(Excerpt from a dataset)
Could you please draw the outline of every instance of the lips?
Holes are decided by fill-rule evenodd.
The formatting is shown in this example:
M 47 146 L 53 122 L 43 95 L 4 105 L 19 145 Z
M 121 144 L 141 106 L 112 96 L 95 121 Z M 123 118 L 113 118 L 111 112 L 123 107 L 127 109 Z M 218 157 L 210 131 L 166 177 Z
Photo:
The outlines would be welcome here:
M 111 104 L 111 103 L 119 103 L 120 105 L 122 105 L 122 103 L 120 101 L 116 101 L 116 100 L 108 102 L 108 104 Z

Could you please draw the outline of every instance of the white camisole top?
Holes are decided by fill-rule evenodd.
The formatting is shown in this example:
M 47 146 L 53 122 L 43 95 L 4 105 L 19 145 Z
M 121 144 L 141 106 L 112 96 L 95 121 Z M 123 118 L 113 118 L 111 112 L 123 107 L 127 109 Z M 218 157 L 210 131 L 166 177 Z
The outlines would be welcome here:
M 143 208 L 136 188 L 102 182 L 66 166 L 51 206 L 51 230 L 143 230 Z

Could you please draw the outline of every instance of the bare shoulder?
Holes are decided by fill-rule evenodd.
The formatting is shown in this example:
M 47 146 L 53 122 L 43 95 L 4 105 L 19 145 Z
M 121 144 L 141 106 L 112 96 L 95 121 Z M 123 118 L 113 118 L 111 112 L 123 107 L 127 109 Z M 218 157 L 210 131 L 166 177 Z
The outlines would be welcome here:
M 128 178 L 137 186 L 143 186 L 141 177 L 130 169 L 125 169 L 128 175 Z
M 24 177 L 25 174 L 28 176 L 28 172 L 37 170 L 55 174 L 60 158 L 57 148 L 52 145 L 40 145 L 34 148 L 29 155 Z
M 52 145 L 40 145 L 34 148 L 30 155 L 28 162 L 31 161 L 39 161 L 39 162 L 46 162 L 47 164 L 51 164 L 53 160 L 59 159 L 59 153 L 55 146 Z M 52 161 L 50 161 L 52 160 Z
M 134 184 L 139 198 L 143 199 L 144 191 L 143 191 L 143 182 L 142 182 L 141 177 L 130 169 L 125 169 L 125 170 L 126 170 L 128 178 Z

▸ WHAT TO WORK ON: Using the listing above, reproduce each line without omission.

▸ SOLUTION TO THIS EXERCISE:
Could you please draw the outline of every instance of the lips?
Holes are decided by fill-rule evenodd.
The formatting is shown in this example:
M 47 146 L 53 122 L 43 95 L 4 105 L 19 145 Z
M 121 144 L 141 106 L 112 96 L 95 121 Z M 123 118 L 113 118 L 111 112 L 123 107 L 127 109 Z M 218 157 L 210 131 L 166 177 Z
Photo:
The outlines would be welcome here:
M 111 104 L 111 103 L 119 103 L 120 105 L 122 105 L 122 103 L 120 101 L 116 101 L 116 100 L 108 102 L 108 104 Z

Could you please draw the outline of every instance of the white camisole top?
Holes are decided by fill-rule evenodd.
The formatting is shown in this example:
M 47 146 L 53 122 L 43 95 L 4 105 L 19 145 Z
M 121 144 L 141 106 L 112 96 L 95 121 Z M 123 118 L 113 118 L 111 112 L 123 107 L 127 109 Z M 218 157 L 210 131 L 166 177 Z
The outlines would be welcome here:
M 143 208 L 136 188 L 102 182 L 66 166 L 51 206 L 51 230 L 143 230 Z

Could you please draw the outline of every instance of the bare shoulder?
Holes are decided by fill-rule evenodd.
The formatting is shown in this example:
M 47 146 L 53 122 L 43 95 L 4 105 L 19 145 Z
M 121 144 L 141 106 L 112 96 L 95 121 Z M 123 118 L 113 118 L 111 112 L 123 107 L 127 109 Z M 218 157 L 210 131 L 166 177 Z
The outlines would be welcome here:
M 128 178 L 137 186 L 143 186 L 141 177 L 130 169 L 125 169 L 128 175 Z
M 24 177 L 25 174 L 28 176 L 28 172 L 37 170 L 55 174 L 60 158 L 57 148 L 52 145 L 40 145 L 34 148 L 29 155 Z
M 52 145 L 40 145 L 34 148 L 30 155 L 28 162 L 31 161 L 39 161 L 39 162 L 46 162 L 47 164 L 51 164 L 53 160 L 59 159 L 59 153 L 55 146 Z M 52 161 L 50 161 L 52 160 Z
M 134 184 L 139 198 L 143 199 L 144 191 L 143 191 L 143 182 L 142 182 L 141 177 L 130 169 L 125 169 L 125 170 L 126 170 L 128 178 Z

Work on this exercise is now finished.